Pressemitteilung
Medizin/Gesundheit/Augenheilkunde

AAD Pressekonferenz 2004

Herbst:

Blind im Berufsleben

Hier ist heute der Computer Arbeitsgerät Nummer eins. Spezialsoftware ermöglicht die Nutzung. Die „Barrierefreie Informationstechnikverordnung“ beschreibt, wie elektronische Informationssysteme blinden- und sehbehindertengerecht gestaltet werden können.

Wer als blinder Mensch im Berufsleben Fuß fassen möchte, der kann sich umfänglicher Hilfe gewiss sein: Der Arbeitgeber erhält über mehrere Jahre hinweg Lohnkostenzuschüsse. Er kann überdies Finanzhilfen für die Arbeitsplatzeinrichtung beantragen. Bezahlt werden in der Regel auch die Kosten für Arbeitsassistenz, die dem blinden Arbeitnehmer dort hilft, wo Sehkraft unabdingbar ist. Schließlich finanziert die öffentliche Hand alle technischen Hilfsmittel, die blindheitsbedingte Nachteile am Arbeitsplatz ausgleichen helfen. Finanziert wird das meiste davon aus den Ausgleichsabgaben, die jene Arbeitgeber zahlen, die ihre Behindertenbeschäftigungsquote nicht erfüllen.

Das Arbeitsgerät Nummer eins, insbesondere in qualifizierteren Berufen, ist der PC. Dabei besteht die Schwierigkeit für blinde Benutzer nicht darin, dem Computer Daten oder Befehle mitzuteilen. Den Maus-Klick ersetzt vielfach ein Tastenkürzel. Die Schwierigkeit liegt darin, den Bildschirminhalt nicht lesen zu können. Mittels einer Spezialsoftware wird er zeilenweise per Sprachausgabe oder Blindenschriftdisplay verfügbar. Je nach Art der PC-Anwendung sind blinde Menschen damit wenigstens ebenso schnell wie Sehende. Vorher müssen sie sich aber ungleich mehr Dinge aneignen, sich beispielsweise „Short Cuts“ merken und die Position bestimmter Programmelemente auf dem Bildschirm.

Standard-Bürosoftware kann man mit diesen Hilfsmitteln beinahe im vollen Funktionsumfang mehr oder weniger komfortabel nutzen. Bei spezielleren Anwendungen müssen mitunter Anpassungen für die Blindenausgabesoftware programmiert werden.

_Aufgabe a:_
Beantworten Sie zum Textauszug:
(i) Welche Verordnung beschreibt, wie elektronische Informationssysteme blinden- und sehbehindertengerecht gestaltet werden können?
(ii) Woraus wird das meiste der Hilfen für blinde Arbeitnehmer finanziert?
(iii) Was ersetzt den Maus-Klick vielfach?

Annotationseinträge zu Bildboxen

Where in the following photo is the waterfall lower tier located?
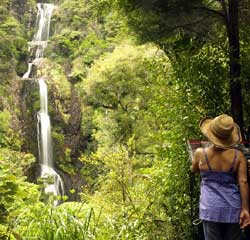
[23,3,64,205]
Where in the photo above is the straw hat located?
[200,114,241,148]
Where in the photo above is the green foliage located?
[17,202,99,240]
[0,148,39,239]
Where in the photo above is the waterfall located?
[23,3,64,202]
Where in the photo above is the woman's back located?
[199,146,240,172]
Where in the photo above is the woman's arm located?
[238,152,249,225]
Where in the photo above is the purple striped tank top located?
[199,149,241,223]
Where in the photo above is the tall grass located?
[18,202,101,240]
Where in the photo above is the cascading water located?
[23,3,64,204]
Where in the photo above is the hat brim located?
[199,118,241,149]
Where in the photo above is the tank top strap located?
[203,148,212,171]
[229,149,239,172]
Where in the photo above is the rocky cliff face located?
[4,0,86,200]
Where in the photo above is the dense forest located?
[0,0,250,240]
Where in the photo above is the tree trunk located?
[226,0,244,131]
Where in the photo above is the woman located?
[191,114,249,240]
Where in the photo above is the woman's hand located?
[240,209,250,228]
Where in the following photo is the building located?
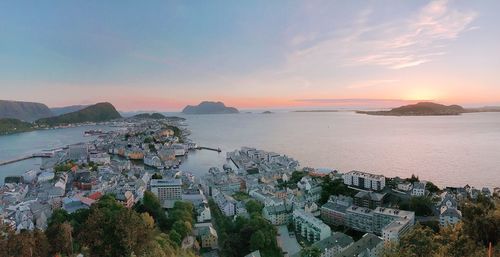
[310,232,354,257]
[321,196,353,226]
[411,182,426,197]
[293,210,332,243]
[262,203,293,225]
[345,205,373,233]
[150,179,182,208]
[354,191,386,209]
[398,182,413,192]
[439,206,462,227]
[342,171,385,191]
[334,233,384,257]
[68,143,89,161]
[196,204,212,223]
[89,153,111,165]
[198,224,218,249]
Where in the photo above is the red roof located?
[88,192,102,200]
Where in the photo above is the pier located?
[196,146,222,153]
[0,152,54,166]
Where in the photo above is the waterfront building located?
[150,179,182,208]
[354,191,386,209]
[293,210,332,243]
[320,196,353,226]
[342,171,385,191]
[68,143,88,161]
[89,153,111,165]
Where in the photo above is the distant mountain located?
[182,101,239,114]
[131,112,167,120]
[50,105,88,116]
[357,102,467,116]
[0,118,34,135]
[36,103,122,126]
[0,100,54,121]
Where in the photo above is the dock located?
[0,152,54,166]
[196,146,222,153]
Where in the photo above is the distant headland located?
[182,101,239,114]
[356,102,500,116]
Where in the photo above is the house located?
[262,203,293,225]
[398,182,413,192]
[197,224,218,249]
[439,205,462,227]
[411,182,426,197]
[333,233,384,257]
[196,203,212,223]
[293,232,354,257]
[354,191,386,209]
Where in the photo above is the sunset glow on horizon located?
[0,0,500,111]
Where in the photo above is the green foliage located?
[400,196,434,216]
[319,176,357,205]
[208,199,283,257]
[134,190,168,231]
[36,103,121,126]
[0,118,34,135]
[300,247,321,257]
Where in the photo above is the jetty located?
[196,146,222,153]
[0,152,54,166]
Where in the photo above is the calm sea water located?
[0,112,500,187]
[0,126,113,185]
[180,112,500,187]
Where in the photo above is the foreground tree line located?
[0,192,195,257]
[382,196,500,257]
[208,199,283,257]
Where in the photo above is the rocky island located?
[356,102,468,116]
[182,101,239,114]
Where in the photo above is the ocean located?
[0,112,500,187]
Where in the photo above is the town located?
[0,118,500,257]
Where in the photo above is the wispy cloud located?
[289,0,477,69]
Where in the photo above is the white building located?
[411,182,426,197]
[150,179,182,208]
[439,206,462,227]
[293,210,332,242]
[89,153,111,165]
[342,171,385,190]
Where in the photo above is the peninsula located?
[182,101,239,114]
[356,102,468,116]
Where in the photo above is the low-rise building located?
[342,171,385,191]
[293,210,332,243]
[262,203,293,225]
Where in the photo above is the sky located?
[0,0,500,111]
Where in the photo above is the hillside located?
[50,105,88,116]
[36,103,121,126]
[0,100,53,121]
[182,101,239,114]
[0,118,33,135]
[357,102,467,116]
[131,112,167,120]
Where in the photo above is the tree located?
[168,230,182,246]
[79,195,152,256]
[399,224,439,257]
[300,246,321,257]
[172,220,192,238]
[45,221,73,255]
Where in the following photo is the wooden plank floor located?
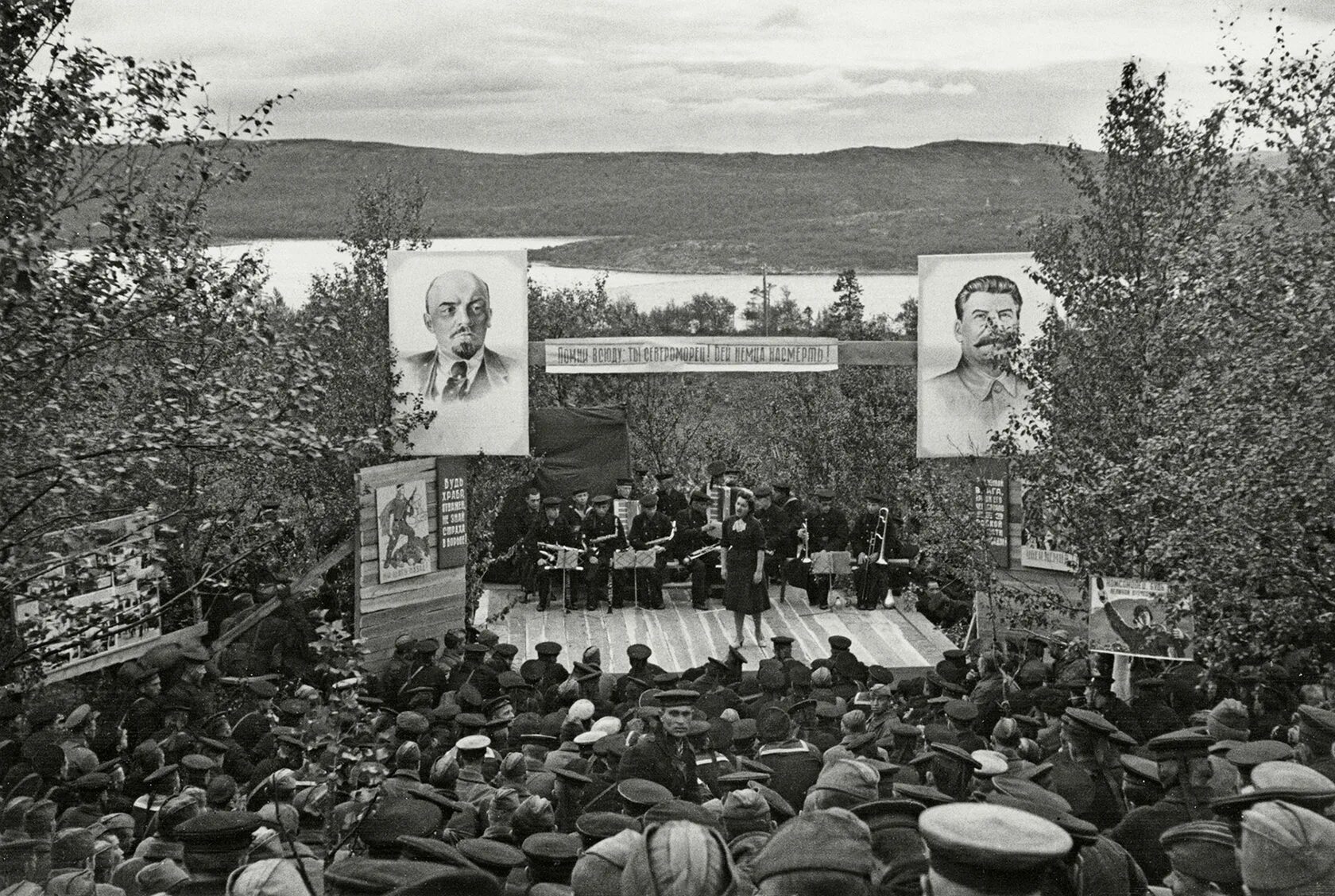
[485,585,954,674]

_Aufgabe b:_ Geben Sie an, wie viele Zeilen der Einträge das Wort „tree“ enthalten, und nennen Sie nur die Zahl. Groß- und Kleinschreibung wird dabei unterschieden.

_Musterlösung a:_
(i) Die „Barrierefreie Informationstechnikverordnung“.
(ii) Aus den Ausgleichsabgaben, die jene Arbeitgeber zahlen, die ihre Behindertenbeschäftigungsquote nicht erfüllen.
(iii) Ein Tastenkürzel.

_Musterlösung b:_ 3